-- Start Extracted information --

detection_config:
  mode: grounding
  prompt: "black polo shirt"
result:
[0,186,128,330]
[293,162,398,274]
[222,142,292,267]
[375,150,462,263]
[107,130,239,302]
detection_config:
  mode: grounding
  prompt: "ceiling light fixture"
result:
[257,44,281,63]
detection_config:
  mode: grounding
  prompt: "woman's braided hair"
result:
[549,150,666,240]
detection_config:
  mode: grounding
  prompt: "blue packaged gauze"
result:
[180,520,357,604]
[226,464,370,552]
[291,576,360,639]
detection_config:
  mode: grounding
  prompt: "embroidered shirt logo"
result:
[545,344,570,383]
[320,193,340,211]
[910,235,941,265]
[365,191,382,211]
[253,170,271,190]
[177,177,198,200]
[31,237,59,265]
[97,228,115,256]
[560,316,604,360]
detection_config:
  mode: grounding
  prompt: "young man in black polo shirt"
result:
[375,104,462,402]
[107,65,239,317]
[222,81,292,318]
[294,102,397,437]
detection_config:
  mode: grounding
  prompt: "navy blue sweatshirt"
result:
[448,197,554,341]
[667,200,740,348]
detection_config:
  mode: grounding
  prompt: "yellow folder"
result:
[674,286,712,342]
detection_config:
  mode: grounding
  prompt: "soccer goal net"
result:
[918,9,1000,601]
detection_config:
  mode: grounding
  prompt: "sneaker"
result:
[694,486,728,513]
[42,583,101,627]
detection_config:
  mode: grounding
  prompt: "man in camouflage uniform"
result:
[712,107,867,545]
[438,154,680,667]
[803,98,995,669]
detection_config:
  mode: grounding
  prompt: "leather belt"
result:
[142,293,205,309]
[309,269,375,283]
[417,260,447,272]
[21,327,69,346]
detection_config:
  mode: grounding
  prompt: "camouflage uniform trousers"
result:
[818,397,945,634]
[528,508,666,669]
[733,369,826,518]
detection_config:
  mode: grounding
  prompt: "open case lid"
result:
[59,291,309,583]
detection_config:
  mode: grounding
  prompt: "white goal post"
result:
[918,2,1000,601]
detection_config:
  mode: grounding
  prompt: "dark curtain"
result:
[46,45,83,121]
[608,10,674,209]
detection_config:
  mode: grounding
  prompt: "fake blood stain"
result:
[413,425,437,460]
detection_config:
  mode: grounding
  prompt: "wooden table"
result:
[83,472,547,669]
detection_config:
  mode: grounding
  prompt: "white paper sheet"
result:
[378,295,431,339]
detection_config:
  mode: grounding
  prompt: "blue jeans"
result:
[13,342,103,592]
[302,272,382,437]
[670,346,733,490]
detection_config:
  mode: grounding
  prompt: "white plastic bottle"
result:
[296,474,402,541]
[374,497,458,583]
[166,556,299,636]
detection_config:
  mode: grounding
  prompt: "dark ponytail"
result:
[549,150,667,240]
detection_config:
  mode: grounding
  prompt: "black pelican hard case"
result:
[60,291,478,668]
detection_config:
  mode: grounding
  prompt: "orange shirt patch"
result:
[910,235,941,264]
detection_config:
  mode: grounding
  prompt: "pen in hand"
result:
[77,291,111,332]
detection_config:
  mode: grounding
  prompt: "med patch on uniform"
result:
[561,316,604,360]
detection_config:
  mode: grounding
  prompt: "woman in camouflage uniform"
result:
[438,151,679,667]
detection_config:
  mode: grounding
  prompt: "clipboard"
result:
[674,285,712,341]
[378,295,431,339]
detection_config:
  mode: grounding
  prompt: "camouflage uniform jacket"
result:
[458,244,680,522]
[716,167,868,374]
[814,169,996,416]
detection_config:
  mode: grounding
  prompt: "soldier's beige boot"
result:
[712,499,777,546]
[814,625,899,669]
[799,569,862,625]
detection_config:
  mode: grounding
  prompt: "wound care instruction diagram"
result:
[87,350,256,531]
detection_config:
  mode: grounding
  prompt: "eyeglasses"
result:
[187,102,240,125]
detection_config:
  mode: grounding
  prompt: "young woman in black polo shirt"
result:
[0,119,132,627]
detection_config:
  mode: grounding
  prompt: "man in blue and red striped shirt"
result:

-- End Extracted information --
-- Start Extracted information --

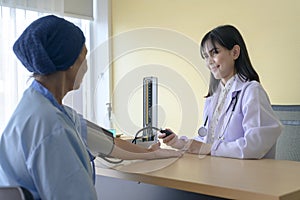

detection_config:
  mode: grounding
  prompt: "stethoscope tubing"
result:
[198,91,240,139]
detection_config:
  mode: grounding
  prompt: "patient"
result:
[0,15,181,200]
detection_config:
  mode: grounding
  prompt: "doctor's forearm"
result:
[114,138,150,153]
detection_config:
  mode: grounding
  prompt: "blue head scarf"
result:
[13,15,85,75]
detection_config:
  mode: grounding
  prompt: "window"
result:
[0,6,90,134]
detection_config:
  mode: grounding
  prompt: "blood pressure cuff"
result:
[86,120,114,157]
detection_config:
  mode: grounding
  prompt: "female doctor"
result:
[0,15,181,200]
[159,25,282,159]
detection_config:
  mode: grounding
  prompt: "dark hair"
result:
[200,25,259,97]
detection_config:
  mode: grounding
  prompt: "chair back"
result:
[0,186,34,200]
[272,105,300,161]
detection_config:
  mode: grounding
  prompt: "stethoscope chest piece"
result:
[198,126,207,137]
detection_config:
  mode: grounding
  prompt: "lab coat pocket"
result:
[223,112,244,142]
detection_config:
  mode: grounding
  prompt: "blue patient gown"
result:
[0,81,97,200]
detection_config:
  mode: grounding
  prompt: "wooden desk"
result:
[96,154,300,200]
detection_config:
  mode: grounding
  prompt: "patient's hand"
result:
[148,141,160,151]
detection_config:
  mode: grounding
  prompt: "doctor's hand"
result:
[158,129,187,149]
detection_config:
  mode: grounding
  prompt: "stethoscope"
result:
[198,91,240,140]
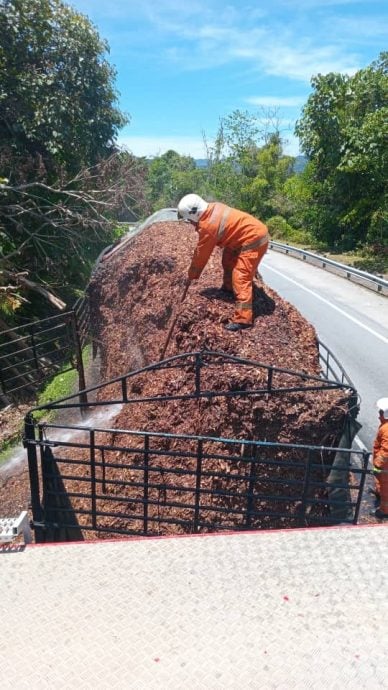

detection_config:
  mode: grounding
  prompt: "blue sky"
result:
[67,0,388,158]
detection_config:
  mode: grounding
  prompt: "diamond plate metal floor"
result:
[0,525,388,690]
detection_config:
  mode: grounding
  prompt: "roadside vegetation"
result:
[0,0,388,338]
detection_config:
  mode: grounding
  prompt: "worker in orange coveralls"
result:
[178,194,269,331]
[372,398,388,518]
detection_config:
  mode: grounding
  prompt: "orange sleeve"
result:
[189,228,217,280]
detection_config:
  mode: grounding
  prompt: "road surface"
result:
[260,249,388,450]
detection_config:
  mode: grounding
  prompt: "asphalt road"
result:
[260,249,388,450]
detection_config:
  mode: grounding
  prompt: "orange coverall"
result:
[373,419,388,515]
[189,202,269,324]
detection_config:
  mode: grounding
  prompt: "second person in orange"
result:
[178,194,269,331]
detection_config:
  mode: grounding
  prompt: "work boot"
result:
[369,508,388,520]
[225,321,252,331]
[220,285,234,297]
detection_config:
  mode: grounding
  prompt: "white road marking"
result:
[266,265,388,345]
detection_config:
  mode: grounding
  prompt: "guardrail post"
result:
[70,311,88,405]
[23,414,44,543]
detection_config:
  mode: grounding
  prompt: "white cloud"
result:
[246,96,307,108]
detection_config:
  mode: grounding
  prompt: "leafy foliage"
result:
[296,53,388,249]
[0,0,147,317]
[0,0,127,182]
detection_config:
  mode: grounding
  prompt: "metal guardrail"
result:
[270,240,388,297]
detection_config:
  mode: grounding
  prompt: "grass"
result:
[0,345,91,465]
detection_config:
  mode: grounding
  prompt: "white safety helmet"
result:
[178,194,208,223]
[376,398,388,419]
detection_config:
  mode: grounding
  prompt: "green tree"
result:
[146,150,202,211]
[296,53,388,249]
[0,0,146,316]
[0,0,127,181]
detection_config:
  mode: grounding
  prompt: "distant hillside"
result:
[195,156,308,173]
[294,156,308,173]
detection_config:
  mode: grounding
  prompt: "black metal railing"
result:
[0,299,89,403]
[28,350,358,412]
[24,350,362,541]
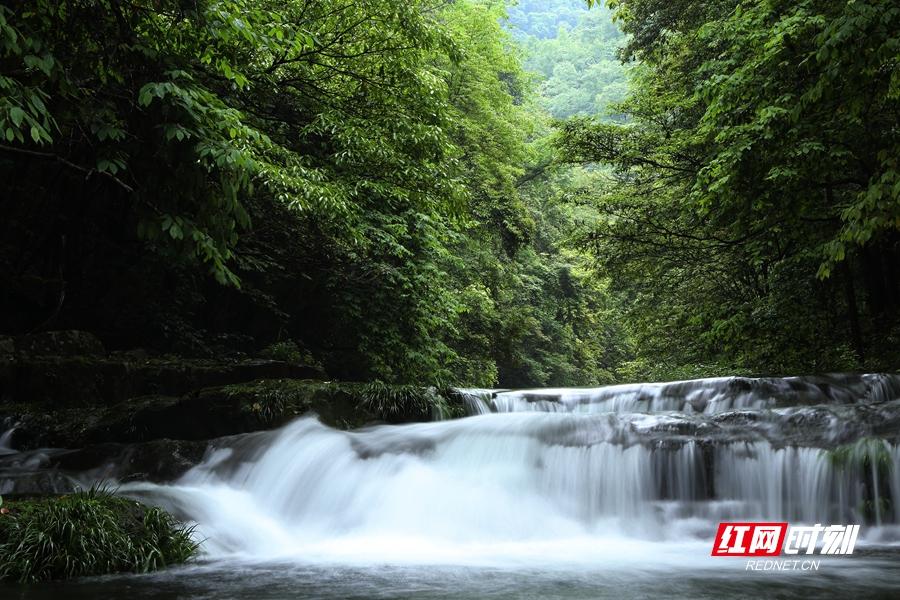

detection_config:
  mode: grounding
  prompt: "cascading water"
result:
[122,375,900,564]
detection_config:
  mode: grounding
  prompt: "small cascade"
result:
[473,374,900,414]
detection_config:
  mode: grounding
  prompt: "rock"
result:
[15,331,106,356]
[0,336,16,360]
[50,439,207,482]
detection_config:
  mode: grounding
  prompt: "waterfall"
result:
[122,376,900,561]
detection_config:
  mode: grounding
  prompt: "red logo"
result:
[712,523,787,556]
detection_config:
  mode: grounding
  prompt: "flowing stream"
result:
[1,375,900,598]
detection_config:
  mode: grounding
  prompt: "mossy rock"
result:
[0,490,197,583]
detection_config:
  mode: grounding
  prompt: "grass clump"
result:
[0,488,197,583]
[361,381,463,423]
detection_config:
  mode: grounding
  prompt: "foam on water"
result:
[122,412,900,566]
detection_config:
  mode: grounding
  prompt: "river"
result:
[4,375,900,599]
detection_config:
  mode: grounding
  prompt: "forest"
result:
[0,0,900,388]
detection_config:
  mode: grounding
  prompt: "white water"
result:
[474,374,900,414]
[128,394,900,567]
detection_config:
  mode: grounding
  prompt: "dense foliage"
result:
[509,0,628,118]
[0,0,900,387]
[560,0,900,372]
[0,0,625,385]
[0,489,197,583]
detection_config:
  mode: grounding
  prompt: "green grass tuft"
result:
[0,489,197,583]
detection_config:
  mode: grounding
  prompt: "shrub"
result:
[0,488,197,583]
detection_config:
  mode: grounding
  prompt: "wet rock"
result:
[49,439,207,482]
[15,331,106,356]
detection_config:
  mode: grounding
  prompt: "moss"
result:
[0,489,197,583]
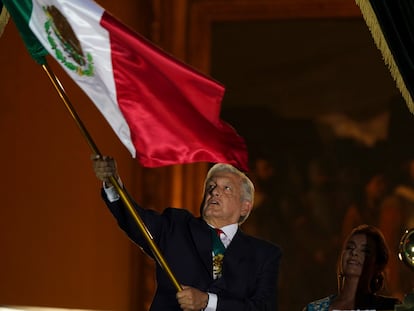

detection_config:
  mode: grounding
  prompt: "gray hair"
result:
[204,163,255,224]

-- End Extracted information --

Identify each line in the data above that contains the string "post" and copy those lines out in full.

**Finished task:**
  prompt: "white goal post"
  prompt: "guardrail post"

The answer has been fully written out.